Assigned task: Reproduce the records below exactly as they appear, omitting any pictures they contain.

Material for this exercise:
# # # # # # #

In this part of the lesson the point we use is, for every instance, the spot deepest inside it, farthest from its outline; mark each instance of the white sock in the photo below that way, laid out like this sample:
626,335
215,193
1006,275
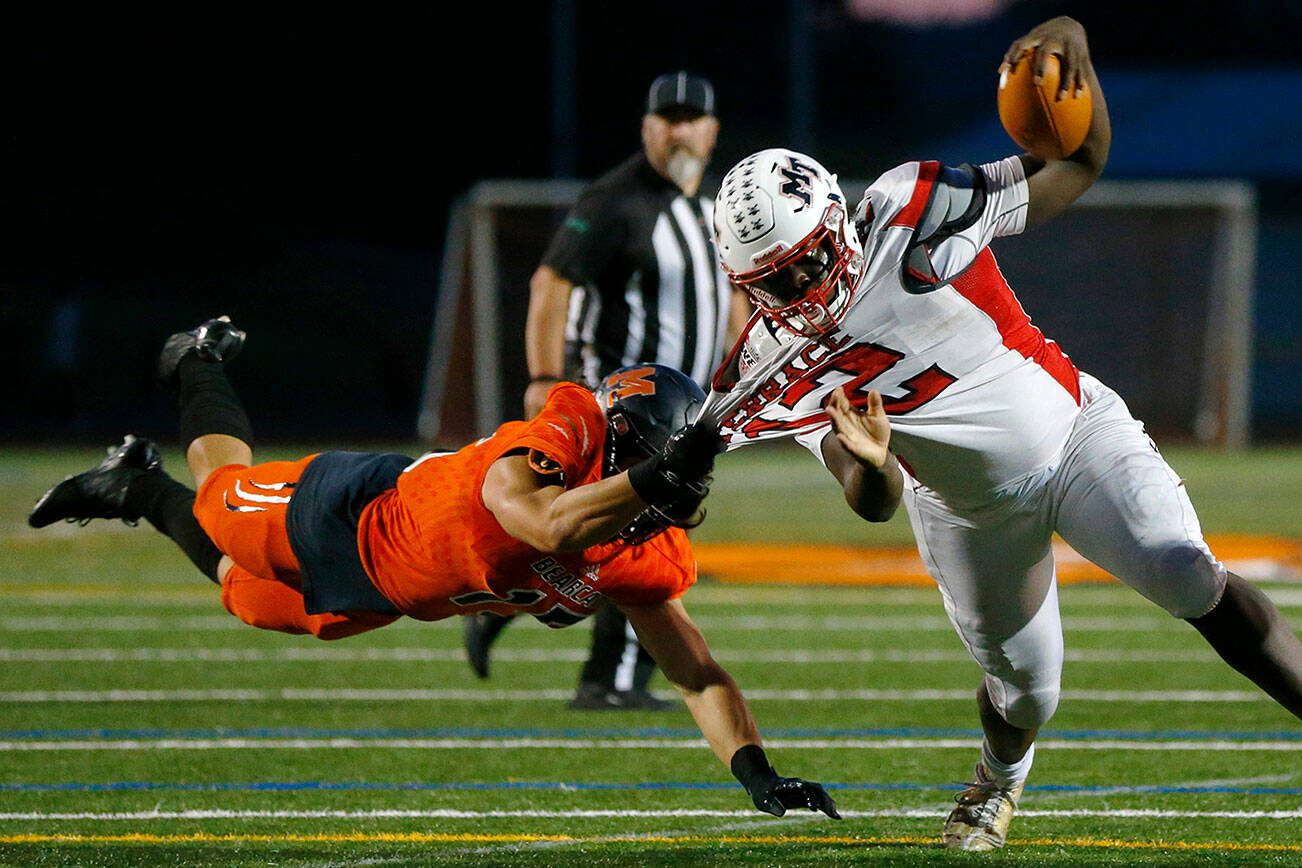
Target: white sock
1007,774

# # # # # # #

Solution:
In this part of the lesson the point we use is, for every instance, the spot deepest inside it, farthest from its outline; mark each instance of the white sock in the photo below that way, laid out like this sample:
626,335
215,193
1006,275
Target: white sock
1007,774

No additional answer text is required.